• Exercise requirements:
Each line holding the string "output" is to be copied from the data.

• Input data:
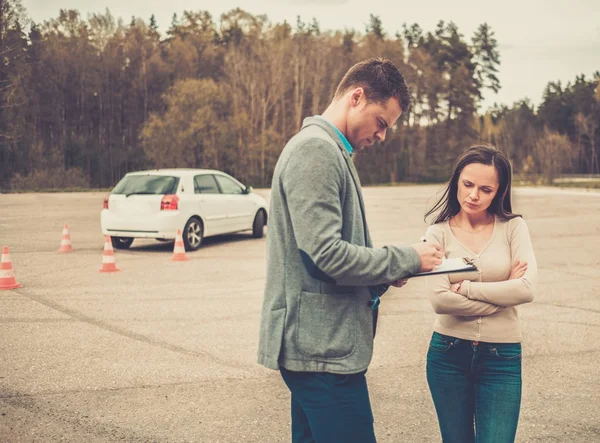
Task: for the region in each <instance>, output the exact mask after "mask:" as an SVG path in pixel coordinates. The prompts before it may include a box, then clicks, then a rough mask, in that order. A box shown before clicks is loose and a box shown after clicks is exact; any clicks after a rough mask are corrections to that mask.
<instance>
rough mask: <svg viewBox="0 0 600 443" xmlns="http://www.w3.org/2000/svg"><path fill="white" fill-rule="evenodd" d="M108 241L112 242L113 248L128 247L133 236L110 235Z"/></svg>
mask: <svg viewBox="0 0 600 443" xmlns="http://www.w3.org/2000/svg"><path fill="white" fill-rule="evenodd" d="M110 241H111V243H112V244H113V248H115V249H129V247H130V246H131V244H132V243H133V238H131V237H111V238H110Z"/></svg>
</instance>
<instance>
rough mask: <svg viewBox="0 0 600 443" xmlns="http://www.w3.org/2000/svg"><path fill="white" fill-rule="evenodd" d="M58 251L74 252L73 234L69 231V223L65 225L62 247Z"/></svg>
mask: <svg viewBox="0 0 600 443" xmlns="http://www.w3.org/2000/svg"><path fill="white" fill-rule="evenodd" d="M58 252H73V246H72V245H71V234H70V233H69V225H67V224H66V223H65V226H64V227H63V238H62V240H61V241H60V249H59V250H58Z"/></svg>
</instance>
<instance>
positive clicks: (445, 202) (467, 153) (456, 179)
mask: <svg viewBox="0 0 600 443" xmlns="http://www.w3.org/2000/svg"><path fill="white" fill-rule="evenodd" d="M471 163H480V164H482V165H489V166H494V168H496V172H497V173H498V182H499V187H498V192H497V193H496V196H495V197H494V200H492V203H491V204H490V207H489V208H488V212H489V213H490V214H495V215H497V216H498V217H499V218H500V219H502V220H510V219H511V218H515V217H520V215H519V214H513V212H512V204H511V201H510V195H511V185H512V166H511V164H510V160H508V157H506V155H505V154H504V153H503V152H502V151H499V150H498V149H496V148H495V147H494V146H492V145H489V144H487V143H478V144H476V145H473V146H471V147H470V148H469V149H467V150H466V151H465V152H463V153H462V154H461V156H460V157H459V158H458V160H456V165H455V167H454V172H453V173H452V176H451V177H450V180H449V181H448V184H447V185H446V190H445V191H444V194H443V195H442V197H441V198H440V199H439V201H438V202H437V203H436V204H435V205H434V206H433V208H431V209H430V210H429V211H428V212H427V214H425V221H427V217H429V216H430V215H432V214H435V213H438V211H439V213H438V214H437V216H435V218H434V220H433V223H432V224H436V223H440V222H443V221H446V220H448V219H450V218H452V217H454V216H455V215H456V214H458V212H459V211H460V204H459V203H458V198H457V194H458V178H459V177H460V174H461V172H462V170H463V169H464V168H465V166H467V165H470V164H471Z"/></svg>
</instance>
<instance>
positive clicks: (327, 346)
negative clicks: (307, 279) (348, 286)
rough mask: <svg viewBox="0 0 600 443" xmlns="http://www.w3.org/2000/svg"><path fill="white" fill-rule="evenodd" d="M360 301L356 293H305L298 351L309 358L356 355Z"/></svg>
mask: <svg viewBox="0 0 600 443" xmlns="http://www.w3.org/2000/svg"><path fill="white" fill-rule="evenodd" d="M356 303H357V302H356V296H355V294H353V293H348V294H316V293H312V292H304V291H303V292H301V293H300V294H299V296H298V317H297V324H296V339H297V345H298V350H299V351H300V352H301V353H302V354H303V355H304V356H305V357H309V358H321V359H324V360H332V359H342V358H346V357H348V356H349V355H350V354H352V353H353V352H354V349H355V348H356V332H357V330H358V329H359V328H358V320H357V312H356V311H357V306H356Z"/></svg>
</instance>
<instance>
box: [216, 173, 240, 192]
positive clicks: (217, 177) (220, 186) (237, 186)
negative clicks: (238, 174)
mask: <svg viewBox="0 0 600 443" xmlns="http://www.w3.org/2000/svg"><path fill="white" fill-rule="evenodd" d="M215 178H216V179H217V181H218V182H219V186H220V187H221V192H223V194H243V193H244V190H243V189H242V187H241V186H240V185H238V184H237V183H236V182H234V181H233V180H231V179H230V178H229V177H225V176H224V175H215Z"/></svg>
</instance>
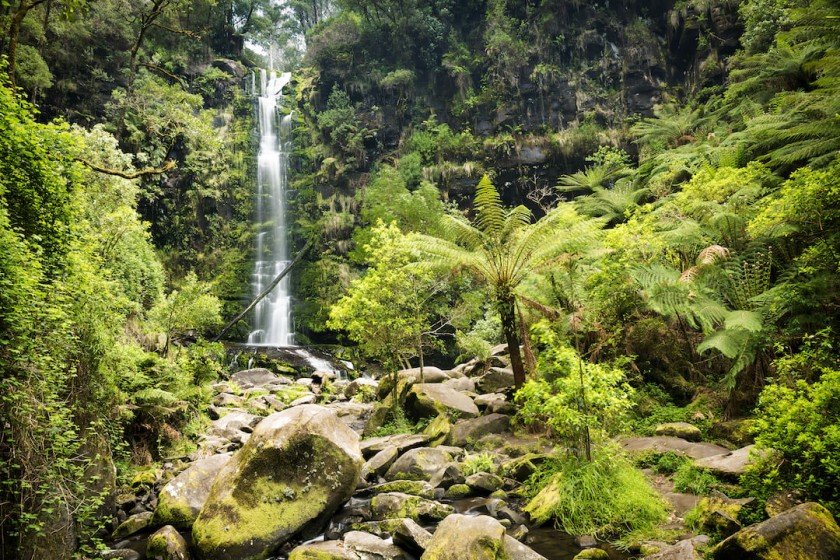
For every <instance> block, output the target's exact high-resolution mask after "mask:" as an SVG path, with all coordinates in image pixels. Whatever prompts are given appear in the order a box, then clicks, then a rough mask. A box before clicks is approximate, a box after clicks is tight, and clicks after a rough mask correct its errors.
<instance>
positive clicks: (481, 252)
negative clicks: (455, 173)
mask: <svg viewBox="0 0 840 560" xmlns="http://www.w3.org/2000/svg"><path fill="white" fill-rule="evenodd" d="M474 207H475V213H476V215H475V220H474V222H473V223H472V224H470V223H468V222H467V221H466V220H465V219H464V218H461V217H457V216H449V217H448V218H447V222H446V224H445V230H446V231H447V232H448V233H449V234H451V236H452V238H453V239H455V241H454V242H453V241H449V240H447V239H441V238H438V237H432V236H428V235H413V236H411V237H410V238H409V240H408V242H409V244H410V246H411V247H412V248H413V249H415V250H416V251H417V252H418V253H419V254H420V261H419V262H418V263H416V264H415V265H414V266H420V267H428V268H432V269H435V270H462V271H466V272H468V273H470V274H471V275H473V276H474V277H476V278H477V279H479V280H481V281H482V282H484V283H485V284H487V286H488V287H489V288H490V291H491V294H492V296H493V299H494V300H495V303H496V305H497V308H498V309H499V313H500V317H501V320H502V330H503V331H504V334H505V338H506V339H507V342H508V348H509V350H510V352H511V366H512V367H513V370H514V375H515V378H516V384H517V386H520V385H521V384H522V383H524V380H525V374H524V368H523V365H522V359H521V355H520V353H519V334H518V331H517V326H516V323H517V319H516V312H515V306H516V297H517V294H516V288H517V287H518V286H519V285H520V284H521V283H522V282H523V281H524V280H525V278H526V277H527V276H528V275H529V274H532V273H535V272H538V271H539V270H541V269H543V268H544V267H547V266H549V265H550V264H551V263H552V262H553V259H556V258H557V257H558V256H559V255H560V254H562V253H563V252H568V251H578V250H581V249H582V248H584V247H586V246H587V245H588V244H591V243H592V242H593V240H594V239H595V237H596V232H597V230H598V228H599V227H600V222H598V221H597V220H596V221H584V220H583V219H582V218H581V217H580V216H578V215H577V213H576V212H575V211H574V209H573V208H572V207H571V206H569V205H562V204H561V205H560V206H558V207H557V208H555V209H553V210H551V211H550V212H549V213H548V214H547V215H546V216H544V217H543V218H542V219H540V220H538V221H536V222H533V223H532V215H531V212H530V211H529V210H527V209H526V208H525V207H523V206H518V207H515V208H510V209H508V208H505V207H504V206H503V205H502V201H501V197H500V196H499V194H498V192H497V191H496V189H495V188H494V187H493V185H492V183H491V182H490V180H489V178H487V177H484V178H482V180H481V181H480V182H479V184H478V187H477V188H476V195H475V199H474Z"/></svg>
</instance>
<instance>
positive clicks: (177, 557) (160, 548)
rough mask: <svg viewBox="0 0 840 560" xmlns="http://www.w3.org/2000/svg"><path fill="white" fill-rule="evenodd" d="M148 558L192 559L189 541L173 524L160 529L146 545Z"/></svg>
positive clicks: (165, 558) (147, 556)
mask: <svg viewBox="0 0 840 560" xmlns="http://www.w3.org/2000/svg"><path fill="white" fill-rule="evenodd" d="M146 558H147V559H148V560H190V553H189V550H188V548H187V542H186V541H185V540H184V537H182V536H181V535H180V534H179V533H178V531H176V530H175V528H174V527H172V526H171V525H167V526H165V527H162V528H161V529H158V531H157V532H155V534H153V535H152V536H151V537H150V538H149V544H148V546H147V547H146Z"/></svg>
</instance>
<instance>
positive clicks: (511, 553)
mask: <svg viewBox="0 0 840 560" xmlns="http://www.w3.org/2000/svg"><path fill="white" fill-rule="evenodd" d="M503 358H504V357H503V356H497V357H495V359H494V362H495V363H497V364H499V365H502V364H503V363H504V361H503ZM251 365H253V364H251ZM492 367H497V369H504V368H501V367H498V366H492ZM492 367H491V366H490V364H486V365H485V366H482V365H481V364H480V363H478V362H476V361H473V362H468V363H467V364H465V365H462V366H459V367H458V368H456V369H454V370H449V371H444V370H439V369H437V368H428V371H424V373H423V375H422V376H421V375H420V374H419V371H417V370H405V371H402V372H399V374H398V375H397V376H396V378H397V384H398V386H397V392H398V393H399V394H400V395H402V399H403V400H404V402H410V401H411V399H414V402H415V404H418V407H417V408H416V409H415V413H416V414H417V416H418V418H420V419H421V420H422V419H423V418H425V419H426V420H425V421H426V422H428V427H427V428H426V430H425V432H423V433H419V434H411V433H391V434H387V435H376V436H375V437H361V435H362V434H364V433H368V434H370V433H373V434H382V433H383V426H384V423H385V420H387V418H388V415H387V413H388V412H389V411H390V410H391V409H390V406H391V403H388V402H387V399H385V400H384V401H383V400H381V399H380V398H378V397H377V392H379V394H380V395H382V393H383V387H382V385H388V384H389V383H391V380H390V379H389V380H388V381H385V382H384V383H381V384H380V383H379V382H377V381H376V380H373V379H367V378H358V379H356V380H353V381H350V380H345V379H341V378H339V377H338V376H337V375H335V374H330V373H329V372H323V373H309V375H308V376H307V377H293V376H291V375H289V374H288V373H287V372H284V371H283V370H282V369H270V368H262V369H260V368H249V369H246V370H239V371H236V372H235V373H233V374H232V375H231V377H230V379H229V380H227V381H223V382H221V383H218V384H216V385H215V386H214V390H215V391H216V394H215V396H214V399H213V402H214V405H213V406H214V414H216V415H217V419H216V420H214V421H213V422H212V423H211V424H210V426H209V427H208V429H207V431H206V433H205V435H204V436H203V437H202V438H201V439H200V441H199V444H198V449H197V450H196V451H195V453H193V454H192V455H191V456H190V457H187V458H183V459H181V460H178V461H174V462H170V463H169V464H167V465H166V466H165V472H164V473H162V475H161V476H159V477H155V479H154V480H153V481H152V486H151V487H150V489H149V490H144V491H149V496H147V497H145V498H143V500H140V499H139V498H138V499H134V500H131V499H128V498H126V499H125V500H124V503H125V504H126V505H128V504H134V509H132V510H131V513H132V515H131V516H129V517H127V519H125V521H126V522H125V523H123V524H122V525H121V526H120V529H118V531H117V534H115V538H114V540H113V545H112V547H113V548H112V550H110V551H108V552H106V553H104V554H103V556H102V558H129V559H133V560H138V559H139V560H143V559H151V558H157V557H161V558H164V559H165V560H169V558H173V559H174V558H177V559H178V560H216V559H219V560H221V559H223V558H237V559H243V560H244V559H248V560H263V559H267V558H276V559H285V558H288V559H298V560H302V559H310V558H317V559H321V560H322V559H350V560H363V559H364V560H367V559H377V560H385V559H391V560H396V559H403V558H404V559H406V560H411V559H423V560H444V559H447V558H468V557H475V558H485V557H486V558H491V559H494V558H497V559H499V560H502V559H505V560H509V559H511V558H516V559H522V560H539V559H547V560H572V558H574V557H576V556H578V555H579V554H583V556H581V558H585V557H603V558H611V559H612V560H618V559H624V558H628V555H627V554H626V553H622V552H619V551H617V550H615V549H613V548H611V547H609V546H607V545H604V544H602V543H598V542H596V541H595V540H594V539H591V538H589V539H583V538H581V539H576V538H574V537H572V536H568V535H564V534H562V533H560V532H558V531H556V530H554V529H550V528H545V527H542V528H541V527H535V526H533V524H531V523H530V522H529V520H528V518H527V516H526V515H524V514H523V513H522V512H521V510H520V508H521V507H522V505H523V499H522V497H521V496H519V495H518V494H517V492H518V490H519V489H520V488H521V484H522V482H523V481H524V480H526V479H527V478H528V477H529V476H530V475H531V474H532V473H533V472H534V471H535V469H536V468H537V466H538V465H539V464H540V463H541V462H542V461H544V460H545V459H546V458H547V457H548V456H549V455H550V453H551V452H552V451H553V450H552V448H551V446H550V445H549V444H548V443H547V442H546V441H544V440H541V439H540V438H538V437H534V436H528V435H523V434H519V433H516V434H515V433H513V432H512V431H511V420H512V418H511V416H510V415H509V414H507V413H505V412H501V411H509V410H510V405H511V400H510V395H511V392H510V389H509V388H507V387H504V386H502V385H500V383H495V382H494V383H489V382H487V383H481V382H480V381H481V380H482V379H483V378H485V376H487V375H488V373H487V372H490V373H491V374H492V375H493V376H496V377H498V378H500V379H502V380H503V375H504V374H502V373H499V372H493V371H492ZM432 380H434V381H432ZM482 386H484V387H486V390H487V391H488V392H485V391H484V390H482V388H481V387H482ZM453 393H454V394H455V395H456V396H454V397H453V396H452V394H453ZM440 395H444V396H445V397H446V400H447V403H446V404H444V403H443V402H441V401H440V400H437V399H436V398H432V396H434V397H439V396H440ZM450 397H452V398H450ZM467 401H469V403H470V404H471V405H472V406H467V405H466V403H467ZM453 402H456V403H458V406H457V407H455V406H452V403H453ZM313 403H317V404H313ZM473 407H475V408H474V409H473ZM377 411H380V412H382V411H384V412H385V414H381V413H380V414H377ZM465 412H466V414H464V413H465ZM681 428H682V427H681ZM387 429H390V428H389V427H388V426H385V428H384V430H385V431H387ZM692 439H694V438H692ZM623 444H624V446H625V448H626V449H627V450H628V452H630V453H634V452H646V451H650V450H655V451H658V452H664V451H675V452H678V453H680V454H682V455H685V456H687V457H690V458H691V459H692V460H696V461H698V462H699V461H700V460H706V459H709V458H710V459H712V460H713V462H714V461H716V460H717V459H725V460H727V461H729V462H731V461H732V459H731V457H732V456H733V455H735V456H736V457H742V456H744V454H743V453H738V452H734V453H733V452H730V450H728V449H726V448H723V447H720V446H716V445H713V444H709V443H704V442H691V441H687V440H685V439H681V438H677V437H673V436H656V437H651V438H629V439H627V440H624V442H623ZM478 455H481V457H478ZM746 456H748V453H747V454H746ZM477 458H480V459H481V461H476V459H477ZM727 464H729V463H727ZM467 465H469V466H467ZM710 467H711V466H710ZM687 498H688V499H689V501H690V500H691V498H692V497H691V496H687ZM695 503H696V501H694V502H692V503H691V505H694V504H695ZM143 504H145V505H143ZM141 506H142V507H141ZM686 509H687V508H683V509H682V510H680V509H679V508H676V507H675V512H676V515H677V516H679V517H681V516H682V515H683V514H684V513H685V510H686ZM677 521H678V522H679V518H677ZM832 521H833V520H832ZM680 526H681V525H680ZM683 529H684V528H683ZM739 530H740V531H743V530H742V529H741V528H740V526H738V527H737V528H736V529H735V532H734V535H735V536H737V535H738V532H737V531H739ZM179 531H180V533H179ZM150 535H155V536H156V537H157V538H156V539H154V541H152V539H150ZM175 535H178V537H179V538H176V537H175ZM685 536H688V537H692V538H693V536H692V535H685ZM313 537H317V538H316V540H315V541H307V539H312V538H313ZM181 541H183V544H182V542H181ZM147 543H149V546H150V548H149V550H147ZM702 544H703V541H702V539H701V540H700V541H697V540H694V541H691V540H690V539H685V540H684V541H680V542H678V543H676V544H671V545H669V544H666V543H659V544H657V546H656V547H655V548H654V547H651V546H648V547H647V548H644V550H641V549H640V550H637V551H636V553H637V554H638V555H639V557H642V556H643V555H644V554H648V555H649V557H650V558H659V559H661V560H665V559H668V558H683V557H684V558H695V557H696V556H690V554H695V552H697V551H696V550H695V549H702V546H701V545H702ZM643 552H644V554H642V553H643ZM152 553H153V554H154V555H152ZM464 554H466V555H467V556H464ZM654 554H657V555H658V556H653V555H654ZM674 554H677V555H676V556H675V555H674ZM698 554H699V553H698ZM604 555H606V556H604ZM815 558H816V557H815Z"/></svg>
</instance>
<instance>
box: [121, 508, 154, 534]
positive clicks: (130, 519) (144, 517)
mask: <svg viewBox="0 0 840 560" xmlns="http://www.w3.org/2000/svg"><path fill="white" fill-rule="evenodd" d="M151 523H152V512H150V511H147V512H143V513H138V514H135V515H132V516H131V517H129V518H128V519H126V520H125V521H123V522H122V523H120V524H119V525H118V526H117V528H116V529H114V534H113V535H112V536H113V537H114V539H123V538H125V537H128V536H130V535H133V534H135V533H139V532H140V531H142V530H143V529H145V528H146V527H148V526H149V525H150V524H151Z"/></svg>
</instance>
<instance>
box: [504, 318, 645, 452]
mask: <svg viewBox="0 0 840 560" xmlns="http://www.w3.org/2000/svg"><path fill="white" fill-rule="evenodd" d="M532 334H533V336H534V341H535V343H536V345H537V347H538V348H539V350H540V352H539V358H538V360H537V375H538V379H535V380H532V381H528V382H527V383H526V384H525V386H524V387H523V388H522V389H521V390H520V391H519V392H518V393H517V394H516V402H517V404H518V405H519V411H518V413H517V414H518V417H519V419H520V421H521V422H522V423H524V424H526V425H528V424H540V425H544V426H545V427H547V428H548V429H549V430H550V433H551V434H553V435H554V436H556V437H558V438H559V439H560V440H561V441H563V442H565V443H567V444H568V445H569V446H570V447H571V448H573V449H575V450H577V451H578V452H581V453H582V451H583V449H584V445H585V442H584V438H585V433H586V430H587V428H588V429H589V430H590V431H596V433H598V434H603V435H615V434H616V433H618V432H620V431H621V430H622V428H623V427H624V426H625V424H626V421H627V418H628V413H629V411H630V409H631V407H632V406H633V392H634V391H633V389H632V387H630V386H629V385H628V384H627V382H626V378H625V374H624V372H623V371H622V370H621V369H620V368H618V367H614V366H611V365H608V364H597V363H591V362H589V361H584V360H583V359H582V358H581V357H580V356H579V355H578V354H577V352H575V350H574V349H573V348H571V347H570V346H568V345H567V343H565V342H564V341H563V340H562V338H561V336H560V335H559V334H558V333H557V332H556V331H554V330H552V329H551V327H550V326H549V325H547V324H546V323H540V324H537V325H535V326H534V327H533V329H532ZM581 378H582V380H583V385H581Z"/></svg>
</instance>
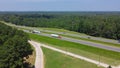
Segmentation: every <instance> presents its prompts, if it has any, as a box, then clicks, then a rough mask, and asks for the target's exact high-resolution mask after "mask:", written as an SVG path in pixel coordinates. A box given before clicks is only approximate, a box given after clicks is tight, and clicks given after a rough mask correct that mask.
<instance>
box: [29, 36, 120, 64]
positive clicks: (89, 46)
mask: <svg viewBox="0 0 120 68" xmlns="http://www.w3.org/2000/svg"><path fill="white" fill-rule="evenodd" d="M29 35H30V38H31V39H33V40H36V41H39V42H42V43H45V44H49V45H52V46H54V47H57V48H60V49H63V50H68V51H70V52H73V53H76V54H79V55H82V56H85V57H88V58H91V59H95V60H99V57H100V59H101V60H100V61H101V62H105V63H108V64H110V65H118V64H119V63H120V52H113V51H109V50H104V49H100V48H96V47H91V46H87V45H83V44H78V43H74V42H69V41H64V40H59V39H55V38H50V37H45V36H40V35H35V34H29Z"/></svg>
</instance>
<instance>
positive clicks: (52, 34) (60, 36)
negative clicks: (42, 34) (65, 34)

• Response to the exercise:
Task: for the region in each <instance>, output the exact mask after "mask:" as an SVG path in pixel coordinates. The prompts before it may include a box, then clicks, then a rough mask, in that order. A box shown before clicks is loose and a box shown after clicks is exact; any clicks after a rough mask are corrections to that mask.
For every <instance> block, output the target's exact high-resolution mask after "mask:" as an SVG path, with all coordinates in image pixels. Whatever prompts are given appear in the order a box, then clicks, then a rough mask. A box before clicks is approximate, a box after clicks is tight, and clicks after a rough mask correct its errors.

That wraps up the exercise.